-- Request --
Please write out the material that follows, exactly as it stands.

-- Data rows --
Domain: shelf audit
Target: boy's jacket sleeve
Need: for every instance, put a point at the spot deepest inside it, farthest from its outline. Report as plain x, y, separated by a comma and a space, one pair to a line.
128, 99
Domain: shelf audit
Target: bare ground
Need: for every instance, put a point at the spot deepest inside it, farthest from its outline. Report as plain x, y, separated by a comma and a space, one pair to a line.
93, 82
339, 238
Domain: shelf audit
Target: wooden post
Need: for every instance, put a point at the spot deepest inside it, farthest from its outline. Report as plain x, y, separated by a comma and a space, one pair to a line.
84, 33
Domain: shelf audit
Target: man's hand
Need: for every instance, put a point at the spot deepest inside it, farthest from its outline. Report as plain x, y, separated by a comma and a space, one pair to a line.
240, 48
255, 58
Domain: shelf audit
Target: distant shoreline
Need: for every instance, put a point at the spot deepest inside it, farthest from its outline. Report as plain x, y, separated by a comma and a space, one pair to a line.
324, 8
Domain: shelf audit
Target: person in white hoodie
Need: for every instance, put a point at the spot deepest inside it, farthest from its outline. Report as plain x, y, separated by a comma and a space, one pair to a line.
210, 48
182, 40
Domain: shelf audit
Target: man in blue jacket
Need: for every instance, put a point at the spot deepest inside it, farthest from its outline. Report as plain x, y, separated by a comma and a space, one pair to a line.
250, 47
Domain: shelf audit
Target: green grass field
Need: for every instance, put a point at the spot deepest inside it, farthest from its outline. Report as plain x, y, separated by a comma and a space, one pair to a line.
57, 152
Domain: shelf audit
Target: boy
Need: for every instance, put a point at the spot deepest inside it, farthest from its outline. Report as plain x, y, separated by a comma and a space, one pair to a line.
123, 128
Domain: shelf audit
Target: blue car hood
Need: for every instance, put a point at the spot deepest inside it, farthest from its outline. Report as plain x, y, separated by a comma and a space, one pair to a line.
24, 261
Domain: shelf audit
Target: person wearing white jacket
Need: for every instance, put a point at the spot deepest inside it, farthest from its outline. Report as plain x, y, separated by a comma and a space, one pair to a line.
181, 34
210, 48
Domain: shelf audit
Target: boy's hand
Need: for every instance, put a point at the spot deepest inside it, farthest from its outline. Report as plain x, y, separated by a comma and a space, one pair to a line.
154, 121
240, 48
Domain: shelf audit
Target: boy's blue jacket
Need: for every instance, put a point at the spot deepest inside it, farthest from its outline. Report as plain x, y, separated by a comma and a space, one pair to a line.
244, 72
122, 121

-- Right answer --
Domain: shelf audit
Target: boy's jacket sleeve
Need: for every instance, put a point at the spot deepest inside it, farthest from its outline. Report as plain x, y, separated by a comma and a space, one pair to a line.
128, 99
Domain: shelf audit
Target: bare ground
Need: for every instance, put a point at the spot deepest inside it, farthest from its outline. Report as plain x, y, separated by a comma and a space, one pair to a line.
93, 82
339, 238
Domain: shelf audit
Target: wooden post
Need: for every instance, put a point at the spot deepest inside it, farthest from its outline. Report as plain x, y, separated by a comma and a space, one pair to a line.
84, 33
Domain: shelf audit
Target: man's hand
Need: for every instance, put a point at the spot deepest inside it, farthest from its outline. Report as plain x, y, separated by a comma and a space, one pair to a line.
240, 48
255, 58
Domain: shelf audit
Target: distant shoreline
Need: for every instance, put a point at the spot deepest inside it, farthest from its outline. Report as plain x, y, separated by a comma and a space, one pair to a line.
324, 8
Domain: shelf audit
Target: person in white hoodie
Need: for every instance, put a point at the spot deepest inside it, farthest from its outline. Report as plain x, y, separated by a comma and a space, one pair to a line.
210, 48
182, 40
Domain: shelf audit
Target: man in blue jacket
Need: for every instance, put a point at the spot deepest inside it, farthest from its outline. Report as plain x, y, separated by a comma and a space, one pair to a line.
250, 47
Domain: shelf audit
Target: green grass field
Need: for every instance, put a point at the spot deepest inside it, farthest from its outline. Report as plain x, y, separated by a comma and a space, one pair to a line.
57, 152
Domain: shelf audit
Target: boy
Need: for every instance, put a point at the spot deepest inside it, farthest from its outline. Report as plain x, y, separated by a comma and a space, one pair to a line.
123, 128
Domain: shelf audit
Target: blue car hood
Need: for every instance, put a point at the spot deepest inside it, farthest from its outline. Report as plain x, y, separated by a comma and a space, one pair to a line.
24, 261
Domain: shelf audit
Target: person wearing white jacket
Need: for every instance, put a point at the spot deepest inside it, farthest from its outline. Report as plain x, y, separated by a comma and a space, one pair to a line.
181, 34
210, 48
Domain: shelf audit
Target: boy's hand
Need: for every instance, put a point at the spot deepest inside it, farthest from its outline. Report as plain x, y, separated by a comma and a space, one pair to a line.
154, 121
240, 48
Domain: shelf audit
Target: boy's blue jacket
Need: for every instance, put a point at the spot deepest inside it, farthest from its outline. Report as plain x, y, separated by a comma and a space, one pair to a line.
244, 72
122, 121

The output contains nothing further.